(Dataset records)

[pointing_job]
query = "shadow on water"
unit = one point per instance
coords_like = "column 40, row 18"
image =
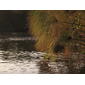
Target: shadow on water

▶ WHAT IS REQUIRED: Copy out every line of the entries above word for word, leaving out any pictures.

▶ TASK OUTPUT:
[pointing_job]
query = "shadow on water"
unit = one point per instance
coords_like = "column 40, row 18"
image =
Target: shadow on water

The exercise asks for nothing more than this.